**Kutipan**
'''

Beranda / Parlemen Kita / Utang Pemerintah Capai Rp8.262 Triliun, Hentikan Proyek Mercusuar

Utang Pemerintah Capai Rp8.262 Triliun, Hentikan Proyek Mercusuar

Selasa, 02 Juli 2024 15:30 WIB

Font: Ukuran: - +

Anggota Komisi XI DPR RI Ecky Awal Mucharam menilai jika kondisi menurunnya penerimaan negara yang disebabkan anjloknya harga komoditas terus berlangsung, maka dikhawatirkan beban utang akan terus bertambah. [Foto: Arief/Man]


DIALEKSIS.COM | Jakarta - Anggota Komisi XI DPR RI Ecky Awal Mucharam menilai jika kondisi menurunnya penerimaan negara yang disebabkan anjloknya harga komoditas terus berlangsung, maka dikhawatirkan beban utang akan terus bertambah. 

Ecky merinci bahwa saat ini, utang pemerintah sudah sekitar Rp8.262 triliun. Peningkatan tersebut, menurutnya, bahkan mencapai lebih dari Rp5.000 triliun sejak 2014.

“Jika proyek-proyek mercusuar terus jalan, dan penerimaan terus merosot karena komoditas mulai menurun, maka beban utang akan terus bertambah. Bahkan, untuk pembayaran bunga saja pada 2024 sudah mencapai 15 persen dari total belanja negara. Saya khawatir bukan hanya soal utang yang terus meningkat, namun juga persoalan crowding out dana publik. Sentimen suku bunga the Fed akan memiliki konsekuensi pada peningkatan tingkat yield SBN. Hal ini akan berdampak pada peningkatan beban bunga pada masa yang akan datang,” jelas Ecky Awal dalam keterangan tertulisnya, Selasa (2/7/2024).

'''

**Tugas Diberikan 1**
Susun baris-baris entri di antara baris yang memuat "the man's face?" dan baris yang memuat "1,163 -> 57,208", termasuk kedua baris itu, sebagai daftar bernomor tanpa baris kosong.

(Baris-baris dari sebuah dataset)
'''

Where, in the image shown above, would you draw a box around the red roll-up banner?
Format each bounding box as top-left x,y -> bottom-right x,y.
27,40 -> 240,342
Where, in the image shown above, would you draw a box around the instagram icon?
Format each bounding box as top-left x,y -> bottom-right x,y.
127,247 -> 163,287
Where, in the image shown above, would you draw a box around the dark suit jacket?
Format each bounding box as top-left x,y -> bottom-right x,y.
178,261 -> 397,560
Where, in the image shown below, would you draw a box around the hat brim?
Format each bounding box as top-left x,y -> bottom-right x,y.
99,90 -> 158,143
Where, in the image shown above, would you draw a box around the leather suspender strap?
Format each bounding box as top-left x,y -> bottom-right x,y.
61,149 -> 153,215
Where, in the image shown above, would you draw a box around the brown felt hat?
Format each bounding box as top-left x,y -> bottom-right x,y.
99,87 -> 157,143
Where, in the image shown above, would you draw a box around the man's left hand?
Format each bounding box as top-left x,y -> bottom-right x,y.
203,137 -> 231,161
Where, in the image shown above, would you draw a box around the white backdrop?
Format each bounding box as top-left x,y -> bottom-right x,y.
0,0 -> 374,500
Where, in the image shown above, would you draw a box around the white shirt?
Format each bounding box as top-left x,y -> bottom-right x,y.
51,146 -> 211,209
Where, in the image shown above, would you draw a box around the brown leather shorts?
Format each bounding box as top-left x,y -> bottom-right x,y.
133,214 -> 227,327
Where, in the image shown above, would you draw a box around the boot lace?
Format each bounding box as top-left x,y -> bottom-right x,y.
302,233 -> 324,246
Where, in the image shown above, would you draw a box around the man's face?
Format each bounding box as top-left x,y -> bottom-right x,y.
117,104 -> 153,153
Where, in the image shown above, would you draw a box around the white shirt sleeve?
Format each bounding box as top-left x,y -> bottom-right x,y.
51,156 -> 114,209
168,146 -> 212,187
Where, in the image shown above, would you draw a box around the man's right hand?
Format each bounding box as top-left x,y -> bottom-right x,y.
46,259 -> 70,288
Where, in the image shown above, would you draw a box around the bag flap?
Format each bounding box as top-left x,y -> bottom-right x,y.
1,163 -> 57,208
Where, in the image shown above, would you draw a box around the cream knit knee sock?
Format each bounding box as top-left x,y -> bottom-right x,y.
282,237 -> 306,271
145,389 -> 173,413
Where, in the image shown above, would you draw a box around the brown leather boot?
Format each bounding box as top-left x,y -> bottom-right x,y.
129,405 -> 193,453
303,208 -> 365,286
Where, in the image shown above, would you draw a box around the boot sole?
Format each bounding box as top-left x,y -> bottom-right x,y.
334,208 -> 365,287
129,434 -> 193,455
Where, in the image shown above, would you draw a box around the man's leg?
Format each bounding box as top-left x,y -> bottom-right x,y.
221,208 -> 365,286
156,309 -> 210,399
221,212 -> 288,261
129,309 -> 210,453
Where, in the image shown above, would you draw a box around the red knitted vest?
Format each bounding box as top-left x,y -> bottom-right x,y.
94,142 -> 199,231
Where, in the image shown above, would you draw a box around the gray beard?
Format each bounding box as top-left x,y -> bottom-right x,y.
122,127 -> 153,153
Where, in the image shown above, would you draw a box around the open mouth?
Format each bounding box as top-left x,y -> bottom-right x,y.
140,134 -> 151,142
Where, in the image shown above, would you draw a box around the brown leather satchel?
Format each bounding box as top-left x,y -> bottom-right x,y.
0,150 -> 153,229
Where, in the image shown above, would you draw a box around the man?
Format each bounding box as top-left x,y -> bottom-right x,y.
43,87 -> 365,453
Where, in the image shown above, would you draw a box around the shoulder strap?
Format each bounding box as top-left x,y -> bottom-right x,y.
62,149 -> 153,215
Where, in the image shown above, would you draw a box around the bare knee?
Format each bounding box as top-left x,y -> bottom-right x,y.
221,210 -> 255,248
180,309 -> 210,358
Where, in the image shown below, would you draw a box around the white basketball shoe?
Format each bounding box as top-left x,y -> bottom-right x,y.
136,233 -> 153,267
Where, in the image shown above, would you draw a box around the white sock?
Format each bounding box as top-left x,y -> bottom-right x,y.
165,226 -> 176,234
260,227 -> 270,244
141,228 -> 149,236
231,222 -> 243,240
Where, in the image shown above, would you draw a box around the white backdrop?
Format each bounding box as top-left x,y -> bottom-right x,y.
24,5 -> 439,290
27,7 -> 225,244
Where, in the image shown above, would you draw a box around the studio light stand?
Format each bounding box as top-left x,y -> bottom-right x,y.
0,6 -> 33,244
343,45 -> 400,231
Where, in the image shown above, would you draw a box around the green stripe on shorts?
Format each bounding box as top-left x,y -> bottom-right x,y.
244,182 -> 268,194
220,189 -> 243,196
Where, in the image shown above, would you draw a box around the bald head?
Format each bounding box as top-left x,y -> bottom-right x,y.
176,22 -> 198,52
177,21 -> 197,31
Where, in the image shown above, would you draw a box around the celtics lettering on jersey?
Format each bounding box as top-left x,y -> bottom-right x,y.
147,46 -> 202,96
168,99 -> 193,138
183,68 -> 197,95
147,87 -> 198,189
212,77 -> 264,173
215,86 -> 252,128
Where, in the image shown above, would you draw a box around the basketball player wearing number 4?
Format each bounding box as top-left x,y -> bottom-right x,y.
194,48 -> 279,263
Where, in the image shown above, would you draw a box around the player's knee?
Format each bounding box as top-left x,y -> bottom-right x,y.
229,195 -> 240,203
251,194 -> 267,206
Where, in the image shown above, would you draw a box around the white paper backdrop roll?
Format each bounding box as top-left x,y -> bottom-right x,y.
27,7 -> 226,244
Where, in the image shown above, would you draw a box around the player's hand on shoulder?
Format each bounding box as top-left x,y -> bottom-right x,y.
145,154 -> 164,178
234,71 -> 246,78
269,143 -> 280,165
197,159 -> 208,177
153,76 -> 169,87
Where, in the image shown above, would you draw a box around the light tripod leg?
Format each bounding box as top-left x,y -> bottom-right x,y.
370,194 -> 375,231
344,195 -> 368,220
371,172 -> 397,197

'''

**Tugas Diberikan 2**
Tulis ulang bagian artikel tentang utang pemerintah di antara "Beranda / Parlemen" dan "triliun sejak 2014.", termasuk keduanya, dengan mengganti "anjloknya" menjadi "merosotnya".

**Jawaban Tertulis 1**
1. Where, in the image shown above, would you draw a box around the man's face?
2. Format each bounding box as top-left x,y -> bottom-right x,y.
3. 117,104 -> 153,153
4. Where, in the image shown above, would you draw a box around the white shirt sleeve?
5. Format each bounding box as top-left x,y -> bottom-right x,y.
6. 51,156 -> 114,209
7. 168,146 -> 212,187
8. Where, in the image shown above, would you draw a box around the man's right hand?
9. Format each bounding box as top-left x,y -> bottom-right x,y.
10. 46,259 -> 70,288
11. Where, in the image shown above, would you draw a box around the bag flap?
12. Format each bounding box as top-left x,y -> bottom-right x,y.
13. 1,163 -> 57,208

**Jawaban Tertulis 2**
Beranda / Parlemen Kita / Utang Pemerintah Capai Rp8.262 Triliun, Hentikan Proyek Mercusuar

Utang Pemerintah Capai Rp8.262 Triliun, Hentikan Proyek Mercusuar

Selasa, 02 Juli 2024 15:30 WIB

Font: Ukuran: - +

Anggota Komisi XI DPR RI Ecky Awal Mucharam menilai jika kondisi menurunnya penerimaan negara yang disebabkan merosotnya harga komoditas terus berlangsung, maka dikhawatirkan beban utang akan terus bertambah. [Foto: Arief/Man]


DIALEKSIS.COM | Jakarta - Anggota Komisi XI DPR RI Ecky Awal Mucharam menilai jika kondisi menurunnya penerimaan negara yang disebabkan merosotnya harga komoditas terus berlangsung, maka dikhawatirkan beban utang akan terus bertambah. 

Ecky merinci bahwa saat ini, utang pemerintah sudah sekitar Rp8.262 triliun. Peningkatan tersebut, menurutnya, bahkan mencapai lebih dari Rp5.000 triliun sejak 2014.